[START OF Page extract]

Fundamental Frequency Estimation

What is a Typical Range for the Fundamental Frequency of Humans

Male: ~100Hz, Female: ~200Hz, Children: ~600Hz

How is it Possible to Distinguish Female from Male Speakers in Narrowband Telephony?

In narrowband telephony, frequencies are capped to a range between 300hz to 3400hz. While the fundamental frequency will likely be dropped this way, the human perception does reconstruct it from the harmonies still contained in the signal. This is called the residual effect.

How Can the Fundamental Frequency of Phones Be Measured?

We can do it in the time domain by counting the number of peaks or zero-crossing over a time-interval. More robustly, it can be measured using the autocorrelation function (using the second peak after zero) or the PSD (using the the first peak).

How Would You Choose the segment/window Length when Estimating the Varying Fundamental Frequency of Speech? What is the Trade-off?

When we apply an analysis window to the time domain signal, we are interested in making it small enough so that the waveform is quasi stationary, so that we can track the changes in frequencies over time. However, if we make it too short, we might not observe enough periods to accurately estimate the spectral coefficients. A good trade-off is found at 8ms to 32ms.

Spectral Analysis of Audio Signals

What Are Complex Numbers and how Can They Be Represented?

Complex numbers are a two dimensional extension of the real number line. Numbers now describe a position on the complex plane. One dimension of the complex line are the real numbers, the other are the imaginary numbers. They can be represented in two ways:

In the cartesian form, we describe each number in far they extend into the real and imaginary dimension: \(z=a+jb\), where j is the imaginary unit. In the polar form, we describe the number as a vector from the origin using an angle from the origin and a magnitude: \(z=re^{j\varphi}\).

How Are Real and Imaginary part Related to Magnitude and Phase?

We can convert from cartesian form into polar form:

• \(r=\sqrt{(a^{2}+b^{2})}\)
• \(\varphi=\arctan{(\frac{b}{a})}\)

What is Euler's Relation?

It relates an exponential to a point on the complex plane, using the sum of a cosine and a sine:

\(e^{j\varphi}=\cos(\varphi)+j\sin(\varphi)\)

For what Kind of Signals Would You Use a Fourier Series Analysis, and for Which a Fourier Transform to Analyze Its Spectral Content?

One would use a Fourier series analysis only for periodic signals, as their spectrum is discrete and can be described by a series. The Fourier transform can be applied to non-periodic signals as well, but requires the integration over the infinite signal and yields infinitely many frequencie coefficients.

Fourier Transform Pairs: What is the Fourier Transform of

• an Impulse?
  • A constant
• a rectangular function?
  • The sinc function
• a sinusoid?
  • A positive dirac at the positive frequency of the sine and a negative dirac at the negative frequency.
• a delta comb?
  • Also a delta comb, but with inverse period length
• a periodic signal like a sawtooth signal (qualitatively)?

[END OF Page extract]
[START OF Exercise material]

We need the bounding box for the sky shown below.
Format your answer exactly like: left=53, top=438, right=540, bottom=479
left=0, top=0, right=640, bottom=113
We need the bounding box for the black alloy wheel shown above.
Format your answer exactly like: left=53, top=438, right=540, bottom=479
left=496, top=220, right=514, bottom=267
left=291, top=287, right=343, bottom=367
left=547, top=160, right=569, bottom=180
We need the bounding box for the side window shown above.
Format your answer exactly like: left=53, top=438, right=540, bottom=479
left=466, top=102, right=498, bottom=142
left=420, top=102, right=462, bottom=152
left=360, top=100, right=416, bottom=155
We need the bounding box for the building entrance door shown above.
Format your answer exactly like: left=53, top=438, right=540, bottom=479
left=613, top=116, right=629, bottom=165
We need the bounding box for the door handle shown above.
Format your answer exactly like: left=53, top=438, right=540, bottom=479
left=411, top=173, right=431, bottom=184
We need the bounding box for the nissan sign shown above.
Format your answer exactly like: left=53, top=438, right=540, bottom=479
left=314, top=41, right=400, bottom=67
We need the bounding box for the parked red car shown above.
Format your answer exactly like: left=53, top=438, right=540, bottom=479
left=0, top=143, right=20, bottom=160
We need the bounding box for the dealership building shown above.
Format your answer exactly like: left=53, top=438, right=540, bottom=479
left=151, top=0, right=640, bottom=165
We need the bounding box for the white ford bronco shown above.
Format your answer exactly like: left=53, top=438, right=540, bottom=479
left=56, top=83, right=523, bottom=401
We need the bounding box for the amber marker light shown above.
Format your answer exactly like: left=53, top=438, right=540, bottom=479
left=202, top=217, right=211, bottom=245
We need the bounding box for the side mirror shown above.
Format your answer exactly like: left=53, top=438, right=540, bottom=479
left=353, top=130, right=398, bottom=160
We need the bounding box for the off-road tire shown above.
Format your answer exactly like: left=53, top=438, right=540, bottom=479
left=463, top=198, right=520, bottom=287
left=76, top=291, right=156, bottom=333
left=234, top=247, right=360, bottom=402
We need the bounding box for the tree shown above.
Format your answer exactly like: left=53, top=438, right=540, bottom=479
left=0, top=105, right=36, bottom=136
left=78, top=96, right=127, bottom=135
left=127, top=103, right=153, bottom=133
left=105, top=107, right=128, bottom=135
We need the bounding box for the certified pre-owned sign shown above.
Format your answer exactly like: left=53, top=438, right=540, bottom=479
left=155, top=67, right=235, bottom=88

[END OF Exercise material]

What this exercise asks:
(a) Rewrite the speech analysis notes from "Male: ~100Hz, Female: ~200Hz, Children: ~600Hz" to "is the Trade-off?", putting "virtual pitch effect" in place of "residual effect".
(b) Turn the records, from their first line through the line with "left=547, top=160, right=569, bottom=180", into a JSON list of strings with one string per line and blank lines left out.
The text and the records are separate, unrelated material.

Solution set:
(a)
Male: ~100Hz, Female: ~200Hz, Children: ~600Hz

How is it Possible to Distinguish Female from Male Speakers in Narrowband Telephony?

In narrowband telephony, frequencies are capped to a range between 300hz to 3400hz. While the fundamental frequency will likely be dropped this way, the human perception does reconstruct it from the harmonies still contained in the signal. This is called the virtual pitch effect.

How Can the Fundamental Frequency of Phones Be Measured?

We can do it in the time domain by counting the number of peaks or zero-crossing over a time-interval. More robustly, it can be measured using the autocorrelation function (using the second peak after zero) or the PSD (using the the first peak).

How Would You Choose the segment/window Length when Estimating the Varying Fundamental Frequency of Speech? What is the Trade-off?

(b)
[
  "We need the bounding box for the sky shown below.",
  "Format your answer exactly like: left=53, top=438, right=540, bottom=479",
  "left=0, top=0, right=640, bottom=113",
  "We need the bounding box for the black alloy wheel shown above.",
  "Format your answer exactly like: left=53, top=438, right=540, bottom=479",
  "left=496, top=220, right=514, bottom=267",
  "left=291, top=287, right=343, bottom=367",
  "left=547, top=160, right=569, bottom=180"
]